Pero la relevancia pública de las iglesias no se ubica solamente por las acciones que realicen
dentro del campo político burocrático o formal. Su dimensión pública también se refleja en los
elementos constitutivos de su identidad. Su “publicidad” pasa precisamente en la atención que
la sociedad presta sobre sus acciones, discursos y prácticas como instituciones eclesiales, ya que
ellas tienen directo impacto en la comunidad, la opinión pública y las dinámicas políticas de
cualquier lugar. Por esta razón, las iglesias son convocadas por gobiernos provinciales y
nacionales para el trabajo conjunto en problemáticas comunitarias, como también para dar su
opinión sobre temáticas sensibles que conciernen a toda la sociedad. Sus gestiones –sea a través
de sus templos o de las ONGs que conforman para sus proyectos sociales- son observadas
constantemente tanto por la ciudadanía como del cuerpo político.

Pero es justamente por esta dimensión pública intrínseca al quehacer de las iglesias que muchas
de sus acciones comienzan también a ser desafiadas desde el campo público, político y judicial.
Lo vimos en la condena que recibieron la Confederación Evangélica y la Conferencia Episcopal
de Costa Rica por parte del Tribunal Superior Electoral por promover ciertas candidaturas desde
los púlpitos. O en Chile, con la sentencia que recibió la Catedral Evangélica Jotabeche por
divulgar públicamente (en encuentros litúrgicos y transmisiones de su canal de YouTube) dichos
que deshonraron la moral del Movimiento de Integración y Liberación Homosexual (Movilh) a
través de calumnias. También en el actual escándalo que rodea al Obispo Eduardo Durán, por
salir a la luz los elevadísimos montos de su sueldo anual y las entradas financieras de su iglesia
(provenientes de los diezmos), sin ningún respaldo legal y formal en términos de transparencia.

Lo que llama la atención es el tipo de justificación que algunas iglesias esgrimen al momento de
ser cuestionadas por sus acciones. Se apela a la “autoridad pastoral” como un estatus suficiente
para el uso indiscriminado de bienes y dinero de la iglesia, a la “libertad de expresión” para
legitimar declaraciones discriminatorias en contra de otros grupos sociales o al “ejercicio
democrático” para sostener un lugar de privilegio dentro de espacios de deliberación política.

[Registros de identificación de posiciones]
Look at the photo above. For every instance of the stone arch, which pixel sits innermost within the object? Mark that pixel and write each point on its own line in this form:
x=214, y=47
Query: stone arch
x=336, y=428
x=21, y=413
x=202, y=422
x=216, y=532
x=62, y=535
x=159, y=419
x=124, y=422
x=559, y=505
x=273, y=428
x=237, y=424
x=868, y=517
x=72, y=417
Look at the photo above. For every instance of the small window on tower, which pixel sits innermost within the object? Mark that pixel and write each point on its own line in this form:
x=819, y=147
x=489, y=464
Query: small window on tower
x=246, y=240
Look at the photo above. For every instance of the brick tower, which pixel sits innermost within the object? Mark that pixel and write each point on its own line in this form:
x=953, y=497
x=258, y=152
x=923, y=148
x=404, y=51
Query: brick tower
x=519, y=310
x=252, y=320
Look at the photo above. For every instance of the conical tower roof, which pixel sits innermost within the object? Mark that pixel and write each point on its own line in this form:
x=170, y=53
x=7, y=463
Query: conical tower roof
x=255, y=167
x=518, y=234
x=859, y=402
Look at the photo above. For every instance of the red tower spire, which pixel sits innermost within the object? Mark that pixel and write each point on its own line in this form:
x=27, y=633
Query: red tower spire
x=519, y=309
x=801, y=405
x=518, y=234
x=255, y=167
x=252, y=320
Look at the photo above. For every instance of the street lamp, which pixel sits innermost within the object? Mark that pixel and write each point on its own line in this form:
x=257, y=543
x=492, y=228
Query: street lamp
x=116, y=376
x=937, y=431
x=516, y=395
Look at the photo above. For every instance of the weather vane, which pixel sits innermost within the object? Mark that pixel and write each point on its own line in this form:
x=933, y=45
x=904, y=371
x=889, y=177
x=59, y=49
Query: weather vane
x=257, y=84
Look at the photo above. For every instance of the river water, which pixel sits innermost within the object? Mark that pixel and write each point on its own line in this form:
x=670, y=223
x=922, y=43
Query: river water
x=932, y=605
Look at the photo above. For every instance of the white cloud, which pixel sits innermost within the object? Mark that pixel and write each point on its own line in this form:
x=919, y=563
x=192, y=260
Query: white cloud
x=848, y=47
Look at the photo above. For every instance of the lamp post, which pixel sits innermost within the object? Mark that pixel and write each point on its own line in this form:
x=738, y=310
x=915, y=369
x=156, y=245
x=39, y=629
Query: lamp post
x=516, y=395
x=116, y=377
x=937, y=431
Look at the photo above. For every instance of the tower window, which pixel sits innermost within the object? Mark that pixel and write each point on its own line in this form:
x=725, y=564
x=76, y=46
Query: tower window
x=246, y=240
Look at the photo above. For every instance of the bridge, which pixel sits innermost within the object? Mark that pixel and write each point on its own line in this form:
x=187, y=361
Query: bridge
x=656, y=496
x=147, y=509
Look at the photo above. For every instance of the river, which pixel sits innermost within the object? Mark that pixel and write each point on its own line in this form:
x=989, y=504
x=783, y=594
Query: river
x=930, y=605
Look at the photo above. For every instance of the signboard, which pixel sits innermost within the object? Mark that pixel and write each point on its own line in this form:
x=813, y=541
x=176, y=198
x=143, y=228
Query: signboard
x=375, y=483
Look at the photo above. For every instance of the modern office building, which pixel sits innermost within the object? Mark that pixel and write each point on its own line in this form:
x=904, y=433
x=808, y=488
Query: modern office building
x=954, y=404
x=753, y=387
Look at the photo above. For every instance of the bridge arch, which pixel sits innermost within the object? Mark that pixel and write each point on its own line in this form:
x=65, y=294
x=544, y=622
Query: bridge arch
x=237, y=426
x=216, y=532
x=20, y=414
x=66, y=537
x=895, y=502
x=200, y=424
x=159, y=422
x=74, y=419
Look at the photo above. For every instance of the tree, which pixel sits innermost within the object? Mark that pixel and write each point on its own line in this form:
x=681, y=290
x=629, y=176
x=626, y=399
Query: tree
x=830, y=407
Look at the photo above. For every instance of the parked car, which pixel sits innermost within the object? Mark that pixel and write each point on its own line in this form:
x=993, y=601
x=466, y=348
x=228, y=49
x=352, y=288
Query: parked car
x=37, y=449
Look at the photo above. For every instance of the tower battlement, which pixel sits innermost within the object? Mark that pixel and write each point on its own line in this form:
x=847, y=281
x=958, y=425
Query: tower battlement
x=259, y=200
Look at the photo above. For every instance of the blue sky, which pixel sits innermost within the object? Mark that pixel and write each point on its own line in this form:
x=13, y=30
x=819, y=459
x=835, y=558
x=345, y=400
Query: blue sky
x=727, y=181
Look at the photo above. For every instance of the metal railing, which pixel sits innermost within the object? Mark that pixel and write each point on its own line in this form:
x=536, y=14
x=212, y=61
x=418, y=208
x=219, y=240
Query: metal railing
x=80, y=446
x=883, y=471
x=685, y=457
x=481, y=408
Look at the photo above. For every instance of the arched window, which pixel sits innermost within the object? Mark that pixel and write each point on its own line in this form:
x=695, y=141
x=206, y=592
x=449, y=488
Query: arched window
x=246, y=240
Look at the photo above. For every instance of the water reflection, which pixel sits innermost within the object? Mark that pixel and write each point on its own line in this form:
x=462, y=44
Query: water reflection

> Tareas pendientes:
a) Según el texto sobre las iglesias, ¿qué tribunal condenó a la Confederación Evangélica y a la Conferencia Episcopal de Costa Rica?
b) Convierte en una lista breve el párrafo del texto sobre las iglesias que empieza con "Pero es justamente por esta dimensión pública", conservando sus hechos principales.
c) Copia al pie de la letra el fragmento del texto sobre las iglesias que va entre "Lo vimos en" y "términos de transparencia.", ambos incluidos.
Los registros no intervienen en nada de esto.

> Soluciones por tarea:
a) El Tribunal Superior Electoral.

b)
- Por su dimensión pública, muchas acciones de las iglesias empiezan a ser desafiadas desde el campo público, político y judicial.
- En Costa Rica, el Tribunal Superior Electoral condenó a la Confederación Evangélica y a la Conferencia Episcopal por promover ciertas candidaturas desde los púlpitos.
- En Chile, la Catedral Evangélica Jotabeche recibió una sentencia por divulgar públicamente, en encuentros litúrgicos y en transmisiones de su canal de YouTube, dichos calumniosos que deshonraron la moral del Movimiento de Integración y Liberación Homosexual (Movilh).
- El Obispo Eduardo Durán está en medio de un escándalo porque salieron a la luz los elevadísimos montos de su sueldo anual y las entradas financieras de su iglesia, provenientes de los diezmos, sin respaldo legal ni formal en términos de transparencia.

c)
Lo vimos en la condena que recibieron la Confederación Evangélica y la Conferencia Episcopal
de Costa Rica por parte del Tribunal Superior Electoral por promover ciertas candidaturas desde
los púlpitos. O en Chile, con la sentencia que recibió la Catedral Evangélica Jotabeche por
divulgar públicamente (en encuentros litúrgicos y transmisiones de su canal de YouTube) dichos
que deshonraron la moral del Movimiento de Integración y Liberación Homosexual (Movilh) a
través de calumnias. También en el actual escándalo que rodea al Obispo Eduardo Durán, por
salir a la luz los elevadísimos montos de su sueldo anual y las entradas financieras de su iglesia
(provenientes de los diezmos), sin ningún respaldo legal y formal en términos de transparencia.